§ **Source extract**:
******************************

Use the predefined schedule intervals whenever possible (use @daily instead of 0 0 * * *). For weekly DAGs, note the preset @weekly starts the DAGs on Sunday. If you want to start your DAG on Monday, use 0 0 * * 1. If possible, all your weekly DAGs should start on the same day (either Sunday or Monday).

In many cases you won't need to specify this, but it's necessary for the webrequest table.

Job Specification⇑ Top

The job is specified as an Airflow DAG (Directed Acyclic Graph) with Python and it consists of multiple sections. The examples below are from wikipedia_preview_stats_daily_dag.py. DAG filenames should be the same as DAG IDs, except they will have an _dag.py suffix.

Preamble⇑ Top

This where you document details about the job that will be displayed in the Airflow Web UI. You can use basic Markdown syntax.


"""
Computes wikipedia_preview_stats data daily.

* Waits for the corresponding webrequest partitions to be available.
* Populates the destination partition using a SparkSQL query file.
"""

from analytics_product.config.dag_config import alerts_email, dataset, create_easy_dag
from datetime import datetime, timedelta
from wmf_airflow_common.config.dag_properties import DagProperties
from wmf_airflow_common.operators.spark import SparkSqlOperator

The imports will be the same across the DAGs.

You can find all the wmf_airflow_common modules here.

Properties⇑ Top

The DagProperties class helps to override DAG properties dynamically, altering them without changing the DAG file in version control. To achieve that, it uses Airflow Variable. Variables can be populated from Airflow's UI and also from the CLI. And they can be accessed from Airflow code (i.e. within a DAG file).


props = DagProperties(
  start_date=datetime(2023, 5, 28),
  hql_uri=(
      "https://gitlab.wikimedia.org/repos/product-analytics/data-pipelines"
      "/-/raw/4c3e9fd235ad44b50839c2d8781f896cd73c4d0b"
      "/wikipedia_preview/generate_wikipedia_preview_stats_daily.hql"
  ),
  webrequest_table="wmf.webrequest",
  wikipedia_preview_stats_table="wmf_product.wikipedia_preview_stats",
  sla=timedelta(hours=6),
  alerts_email=alerts_email
)

Remember, this is a property so it will end up being a variable you can modify in the Airflow web UI. For example, you might want to test a DAG and start it at a different date than the one intended for production. You also might want to back-fill starting i.e. at an earlier date.

Use the "Permalink" button in the GitLab UI to navigate to the version of the file at the current state of the repository (based on the git commit sha). Then use the "Open raw" button to open the raw HQL file in your browser. Copy the URL in the address bar and use that as the immutable URI of the HQL file.

******************************

§ **Provided information**:
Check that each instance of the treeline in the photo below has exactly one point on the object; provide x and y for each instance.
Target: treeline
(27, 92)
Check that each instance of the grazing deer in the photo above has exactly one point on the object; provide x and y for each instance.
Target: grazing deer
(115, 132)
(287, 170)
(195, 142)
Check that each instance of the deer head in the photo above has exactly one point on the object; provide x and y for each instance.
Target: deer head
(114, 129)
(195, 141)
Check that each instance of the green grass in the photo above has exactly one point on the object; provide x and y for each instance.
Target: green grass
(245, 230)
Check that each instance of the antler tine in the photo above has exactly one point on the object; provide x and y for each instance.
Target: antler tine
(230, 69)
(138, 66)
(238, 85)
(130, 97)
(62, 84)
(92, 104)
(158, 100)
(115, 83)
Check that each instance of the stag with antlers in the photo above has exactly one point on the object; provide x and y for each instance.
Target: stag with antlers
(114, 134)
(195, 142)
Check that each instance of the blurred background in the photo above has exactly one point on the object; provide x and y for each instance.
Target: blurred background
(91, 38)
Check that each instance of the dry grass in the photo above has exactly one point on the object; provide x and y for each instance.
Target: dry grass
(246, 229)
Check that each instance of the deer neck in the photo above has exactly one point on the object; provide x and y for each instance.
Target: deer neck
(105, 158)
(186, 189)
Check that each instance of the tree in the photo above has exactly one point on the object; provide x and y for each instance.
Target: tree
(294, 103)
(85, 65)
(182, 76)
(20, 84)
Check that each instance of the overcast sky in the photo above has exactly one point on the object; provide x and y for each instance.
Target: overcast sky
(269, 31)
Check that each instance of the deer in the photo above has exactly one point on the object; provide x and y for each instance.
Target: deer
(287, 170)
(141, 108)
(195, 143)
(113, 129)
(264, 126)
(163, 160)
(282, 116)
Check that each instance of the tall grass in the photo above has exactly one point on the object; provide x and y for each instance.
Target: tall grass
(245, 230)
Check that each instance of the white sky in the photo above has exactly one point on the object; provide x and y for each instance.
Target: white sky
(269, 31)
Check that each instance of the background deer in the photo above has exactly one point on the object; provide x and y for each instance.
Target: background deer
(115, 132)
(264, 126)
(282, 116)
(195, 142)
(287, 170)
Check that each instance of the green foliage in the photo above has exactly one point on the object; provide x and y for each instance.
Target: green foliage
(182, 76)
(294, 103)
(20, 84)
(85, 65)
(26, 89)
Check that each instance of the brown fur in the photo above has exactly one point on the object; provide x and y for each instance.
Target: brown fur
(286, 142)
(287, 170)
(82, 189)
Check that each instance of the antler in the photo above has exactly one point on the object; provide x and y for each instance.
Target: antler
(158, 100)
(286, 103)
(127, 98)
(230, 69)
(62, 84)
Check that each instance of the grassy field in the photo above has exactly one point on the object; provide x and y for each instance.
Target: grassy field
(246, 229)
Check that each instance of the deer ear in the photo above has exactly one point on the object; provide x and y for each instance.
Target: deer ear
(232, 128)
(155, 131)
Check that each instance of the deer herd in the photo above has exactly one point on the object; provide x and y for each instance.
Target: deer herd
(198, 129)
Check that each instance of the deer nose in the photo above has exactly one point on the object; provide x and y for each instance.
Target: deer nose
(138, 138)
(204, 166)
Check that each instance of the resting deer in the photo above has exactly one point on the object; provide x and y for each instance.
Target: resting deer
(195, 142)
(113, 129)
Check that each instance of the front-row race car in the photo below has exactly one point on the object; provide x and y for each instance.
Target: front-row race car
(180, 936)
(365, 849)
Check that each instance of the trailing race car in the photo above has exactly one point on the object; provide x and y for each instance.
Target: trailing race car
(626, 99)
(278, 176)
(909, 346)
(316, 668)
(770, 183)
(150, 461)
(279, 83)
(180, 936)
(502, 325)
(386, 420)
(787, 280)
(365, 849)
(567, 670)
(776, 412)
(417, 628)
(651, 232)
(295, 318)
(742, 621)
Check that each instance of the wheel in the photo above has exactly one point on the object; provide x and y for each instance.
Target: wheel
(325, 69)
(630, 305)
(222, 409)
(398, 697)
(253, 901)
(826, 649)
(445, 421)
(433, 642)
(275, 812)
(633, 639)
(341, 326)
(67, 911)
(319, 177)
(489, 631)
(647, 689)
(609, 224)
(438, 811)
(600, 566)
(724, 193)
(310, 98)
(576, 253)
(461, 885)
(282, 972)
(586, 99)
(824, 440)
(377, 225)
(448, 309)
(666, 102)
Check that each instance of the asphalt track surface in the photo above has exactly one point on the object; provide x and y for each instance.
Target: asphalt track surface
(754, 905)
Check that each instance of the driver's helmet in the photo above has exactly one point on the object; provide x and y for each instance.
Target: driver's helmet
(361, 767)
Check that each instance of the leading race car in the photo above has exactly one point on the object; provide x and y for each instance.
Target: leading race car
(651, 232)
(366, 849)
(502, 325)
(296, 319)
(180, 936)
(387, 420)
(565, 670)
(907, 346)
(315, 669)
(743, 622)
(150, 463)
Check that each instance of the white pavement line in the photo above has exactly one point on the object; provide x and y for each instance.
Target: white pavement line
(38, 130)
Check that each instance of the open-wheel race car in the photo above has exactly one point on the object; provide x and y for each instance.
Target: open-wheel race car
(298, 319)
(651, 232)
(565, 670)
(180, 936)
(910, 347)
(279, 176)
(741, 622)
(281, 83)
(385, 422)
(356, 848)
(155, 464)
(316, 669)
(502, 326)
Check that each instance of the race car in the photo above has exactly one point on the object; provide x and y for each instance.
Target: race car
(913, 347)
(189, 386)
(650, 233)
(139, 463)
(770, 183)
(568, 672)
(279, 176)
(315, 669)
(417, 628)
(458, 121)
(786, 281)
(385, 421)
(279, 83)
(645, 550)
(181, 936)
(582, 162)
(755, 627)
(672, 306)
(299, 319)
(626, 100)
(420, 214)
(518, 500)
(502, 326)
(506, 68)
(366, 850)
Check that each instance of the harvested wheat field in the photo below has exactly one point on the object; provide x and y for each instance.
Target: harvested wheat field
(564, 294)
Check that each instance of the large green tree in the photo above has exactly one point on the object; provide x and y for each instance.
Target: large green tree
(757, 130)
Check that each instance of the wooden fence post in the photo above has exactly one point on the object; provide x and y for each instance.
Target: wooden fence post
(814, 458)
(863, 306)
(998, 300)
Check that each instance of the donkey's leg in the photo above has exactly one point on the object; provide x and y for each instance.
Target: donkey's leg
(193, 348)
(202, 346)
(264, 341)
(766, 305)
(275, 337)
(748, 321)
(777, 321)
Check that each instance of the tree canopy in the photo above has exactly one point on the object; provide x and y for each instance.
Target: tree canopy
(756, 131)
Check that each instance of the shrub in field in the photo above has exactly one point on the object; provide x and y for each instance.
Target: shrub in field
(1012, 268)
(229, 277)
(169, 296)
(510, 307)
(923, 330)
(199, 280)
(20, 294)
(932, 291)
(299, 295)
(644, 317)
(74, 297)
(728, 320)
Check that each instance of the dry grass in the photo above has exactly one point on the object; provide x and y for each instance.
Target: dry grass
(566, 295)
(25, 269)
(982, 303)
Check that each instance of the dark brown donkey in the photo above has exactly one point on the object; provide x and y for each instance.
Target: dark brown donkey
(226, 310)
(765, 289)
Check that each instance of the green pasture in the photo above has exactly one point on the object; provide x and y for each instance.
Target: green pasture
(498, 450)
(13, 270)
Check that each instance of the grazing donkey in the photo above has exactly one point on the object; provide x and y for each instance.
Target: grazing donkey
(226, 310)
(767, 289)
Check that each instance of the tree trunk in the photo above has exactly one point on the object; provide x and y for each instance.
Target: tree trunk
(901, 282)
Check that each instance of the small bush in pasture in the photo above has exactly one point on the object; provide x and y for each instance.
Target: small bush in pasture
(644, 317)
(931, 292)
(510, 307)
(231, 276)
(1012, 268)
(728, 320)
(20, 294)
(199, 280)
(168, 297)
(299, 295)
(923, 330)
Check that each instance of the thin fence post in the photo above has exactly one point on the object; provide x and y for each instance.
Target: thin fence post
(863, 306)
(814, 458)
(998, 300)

******************************

Update the Airflow DAG passage starting at "Use the predefined" and ending at "an _dag.py suffix.", putting "Saturday" wherever "Sunday" appears. The listing has no connection to the Airflow DAG passage.

§ **Exercise answer**:
Use the predefined schedule intervals whenever possible (use @daily instead of 0 0 * * *). For weekly DAGs, note the preset @weekly starts the DAGs on Saturday. If you want to start your DAG on Monday, use 0 0 * * 1. If possible, all your weekly DAGs should start on the same day (either Saturday or Monday).

In many cases you won't need to specify this, but it's necessary for the webrequest table.

Job Specification⇑ Top

The job is specified as an Airflow DAG (Directed Acyclic Graph) with Python and it consists of multiple sections. The examples below are from wikipedia_preview_stats_daily_dag.py. DAG filenames should be the same as DAG IDs, except they will have an _dag.py suffix.